> **Passage provided**
# # #

Updated 2 Feb 2023 | Triazole antifungals


Parenteral formulations of voriconazole.

Drugs List

  • VFEND 200mg powder for solution for infusion vial
  • voriconazole 200mg powder for solution for infusion vial
  • Therapeutic Indications


    Aspergillosis: treatment
    Invasive candidiasis in non-neutropenic adults
    Prophylaxis of fungal infection in haematopoietic stem cell transplant pts
    Serious fungal infections
    Treatment of candidosis when other treatment unsuitable/ineffective


    Voriconazole has high oral bioavailability and switching between intravenous and oral administration is appropriate, when clinically indicated.

    Treatment duration should be as short as possible depending on the patient's clinical and mycological response. Treatment duration longer than 6 months requires careful assessment of the benefit to risk balance.

# # #

> **Supplied entries**
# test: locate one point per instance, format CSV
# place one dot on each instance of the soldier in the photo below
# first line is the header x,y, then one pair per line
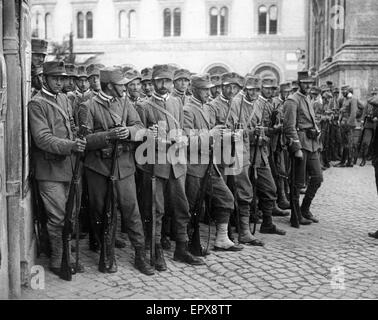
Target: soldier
x,y
279,149
147,86
303,136
369,127
111,119
261,126
93,73
69,81
53,148
197,125
216,86
161,113
348,123
39,52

# # #

> **Work order**
Would you proceed with the passage on intravenous voriconazole, writing on from its last sentence?

> **Task answer**
    Initiate on the day of transplant and administer for up to 100 days. Treatment may continue for 6 months in case of continuing immunosuppression or graft versus host disease. Dose adjustments are not recommended in instances of lack of efficacy or voriconazole related adverse reactions. Consider discontinuing voriconazole in the event of adverse effects.


    Loading dose
    6mg/kg every 12 hours, for 24 hours.

    Maintenance dose
    Recommended dose
    4mg/kg twice a day.
    Reduced dose (if poorly tolerated)
    3mg/kg twice a day.


    Children should begin on the intravenous regimen, and may only progress onto oral therapy once a significant clinical improvement has been made.

    Children aged 15 to 18 years
    (See Dosage; Adult)

    Children aged 12 to 15 years with a bodyweight 50kg and above
    (See Dosage; Adult)

    Children 2 to 15 years with bodyweight below 50kg
    Initial dose
    9mg/kg every 12 hours, for 24 hours.
    Maintenance dose
    Recommended dose: 8mg/kg twice a day.
    Dose modification: May be increased or decreased in steps of 1mg/kg, dependent on patient's response.

    Patients with Renal Impairment

    All patients with renal impairment
    Oral formulations are preferable for patients with renal impairment, unless an assessment of the risks and benefits to the patient justify the use of intravenous voriconazole.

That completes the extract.